Challenge: From the records below, copy out word for word the lines that begin with the one containing "Put a pin on every instance of the distant" and run through the one containing "x=155 y=403", including both of those lines.

Given entries:

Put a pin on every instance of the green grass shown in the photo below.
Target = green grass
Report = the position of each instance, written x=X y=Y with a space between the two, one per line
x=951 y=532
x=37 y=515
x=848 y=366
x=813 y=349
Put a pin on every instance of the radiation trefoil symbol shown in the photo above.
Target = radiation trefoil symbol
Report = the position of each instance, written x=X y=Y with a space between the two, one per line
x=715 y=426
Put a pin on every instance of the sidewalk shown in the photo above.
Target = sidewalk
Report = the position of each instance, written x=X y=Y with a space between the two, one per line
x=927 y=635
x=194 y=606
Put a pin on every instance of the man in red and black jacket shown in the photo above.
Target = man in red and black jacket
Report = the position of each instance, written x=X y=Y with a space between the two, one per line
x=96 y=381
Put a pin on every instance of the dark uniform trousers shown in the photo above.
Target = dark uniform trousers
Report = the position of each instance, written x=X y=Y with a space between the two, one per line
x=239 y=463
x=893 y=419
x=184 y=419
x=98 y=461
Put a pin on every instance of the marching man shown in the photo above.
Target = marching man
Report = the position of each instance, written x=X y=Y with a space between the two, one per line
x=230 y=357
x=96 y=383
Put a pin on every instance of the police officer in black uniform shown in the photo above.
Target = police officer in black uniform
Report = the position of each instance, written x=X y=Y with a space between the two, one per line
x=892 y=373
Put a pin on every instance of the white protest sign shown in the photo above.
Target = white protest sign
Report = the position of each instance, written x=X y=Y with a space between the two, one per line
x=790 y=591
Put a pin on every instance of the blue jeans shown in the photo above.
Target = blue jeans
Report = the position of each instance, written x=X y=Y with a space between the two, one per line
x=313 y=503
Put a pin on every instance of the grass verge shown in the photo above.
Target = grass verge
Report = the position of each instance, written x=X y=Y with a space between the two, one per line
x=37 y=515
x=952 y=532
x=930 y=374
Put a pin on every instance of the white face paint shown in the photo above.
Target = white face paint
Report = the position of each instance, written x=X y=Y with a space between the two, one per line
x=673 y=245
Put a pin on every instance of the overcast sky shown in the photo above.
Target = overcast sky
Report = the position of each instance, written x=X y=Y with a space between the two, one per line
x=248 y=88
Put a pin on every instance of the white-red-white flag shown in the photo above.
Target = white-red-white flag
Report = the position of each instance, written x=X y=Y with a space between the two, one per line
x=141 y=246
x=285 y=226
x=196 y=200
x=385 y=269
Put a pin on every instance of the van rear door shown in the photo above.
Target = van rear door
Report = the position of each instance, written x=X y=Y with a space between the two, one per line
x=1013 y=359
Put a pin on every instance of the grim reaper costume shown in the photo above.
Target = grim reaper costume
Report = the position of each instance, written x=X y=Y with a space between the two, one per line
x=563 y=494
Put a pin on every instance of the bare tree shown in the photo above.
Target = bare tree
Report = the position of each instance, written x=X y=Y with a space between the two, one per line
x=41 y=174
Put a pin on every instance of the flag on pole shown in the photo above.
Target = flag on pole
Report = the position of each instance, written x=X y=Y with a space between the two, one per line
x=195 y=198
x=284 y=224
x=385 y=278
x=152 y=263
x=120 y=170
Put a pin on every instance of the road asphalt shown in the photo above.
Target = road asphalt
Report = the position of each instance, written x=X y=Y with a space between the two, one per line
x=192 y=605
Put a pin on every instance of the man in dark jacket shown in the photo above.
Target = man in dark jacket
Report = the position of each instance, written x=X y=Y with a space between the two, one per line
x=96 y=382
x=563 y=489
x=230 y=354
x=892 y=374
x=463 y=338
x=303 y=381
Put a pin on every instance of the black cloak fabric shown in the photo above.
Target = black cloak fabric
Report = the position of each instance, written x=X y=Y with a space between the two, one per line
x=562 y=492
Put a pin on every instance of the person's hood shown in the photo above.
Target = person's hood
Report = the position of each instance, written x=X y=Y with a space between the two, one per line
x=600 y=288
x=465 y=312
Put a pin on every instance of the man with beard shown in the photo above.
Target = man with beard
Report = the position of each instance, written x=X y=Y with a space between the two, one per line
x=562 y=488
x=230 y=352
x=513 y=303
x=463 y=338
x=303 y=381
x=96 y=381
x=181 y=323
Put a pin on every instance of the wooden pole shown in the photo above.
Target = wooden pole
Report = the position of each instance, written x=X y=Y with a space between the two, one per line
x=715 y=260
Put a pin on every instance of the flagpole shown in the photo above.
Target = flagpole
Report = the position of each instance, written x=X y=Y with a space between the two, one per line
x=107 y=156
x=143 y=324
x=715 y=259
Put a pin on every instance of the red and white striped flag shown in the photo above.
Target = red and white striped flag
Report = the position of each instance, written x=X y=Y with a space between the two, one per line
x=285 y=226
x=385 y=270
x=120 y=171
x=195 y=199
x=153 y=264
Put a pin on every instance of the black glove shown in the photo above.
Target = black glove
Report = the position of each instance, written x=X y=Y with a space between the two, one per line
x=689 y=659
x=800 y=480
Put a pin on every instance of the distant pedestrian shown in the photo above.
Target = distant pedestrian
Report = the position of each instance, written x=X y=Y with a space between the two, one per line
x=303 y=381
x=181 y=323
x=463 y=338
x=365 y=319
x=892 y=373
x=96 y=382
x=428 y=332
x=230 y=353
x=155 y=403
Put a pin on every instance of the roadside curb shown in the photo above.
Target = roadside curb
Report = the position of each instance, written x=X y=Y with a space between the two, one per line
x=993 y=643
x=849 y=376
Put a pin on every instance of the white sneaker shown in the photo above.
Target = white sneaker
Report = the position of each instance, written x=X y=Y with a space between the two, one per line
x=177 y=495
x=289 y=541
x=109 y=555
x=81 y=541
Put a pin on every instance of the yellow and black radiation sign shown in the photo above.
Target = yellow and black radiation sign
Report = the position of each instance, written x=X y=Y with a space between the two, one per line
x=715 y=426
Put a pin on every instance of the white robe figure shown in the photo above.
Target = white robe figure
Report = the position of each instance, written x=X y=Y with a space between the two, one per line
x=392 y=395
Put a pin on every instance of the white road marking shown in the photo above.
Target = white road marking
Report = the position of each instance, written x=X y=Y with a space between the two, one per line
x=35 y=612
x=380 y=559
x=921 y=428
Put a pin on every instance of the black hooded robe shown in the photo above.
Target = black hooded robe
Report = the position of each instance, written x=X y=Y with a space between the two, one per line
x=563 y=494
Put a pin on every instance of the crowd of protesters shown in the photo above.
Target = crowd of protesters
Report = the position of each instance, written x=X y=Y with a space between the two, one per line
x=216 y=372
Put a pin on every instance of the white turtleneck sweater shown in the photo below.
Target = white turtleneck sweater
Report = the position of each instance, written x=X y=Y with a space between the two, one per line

Output for this exercise:
Put a pin on every instance of the distant pedestrian shown in the photo above.
Target = distant pedestrian
Report = the position of each instance, written x=X y=Y with a space between the two, one per line
x=303 y=381
x=181 y=323
x=463 y=338
x=365 y=319
x=892 y=373
x=96 y=382
x=428 y=332
x=230 y=353
x=155 y=403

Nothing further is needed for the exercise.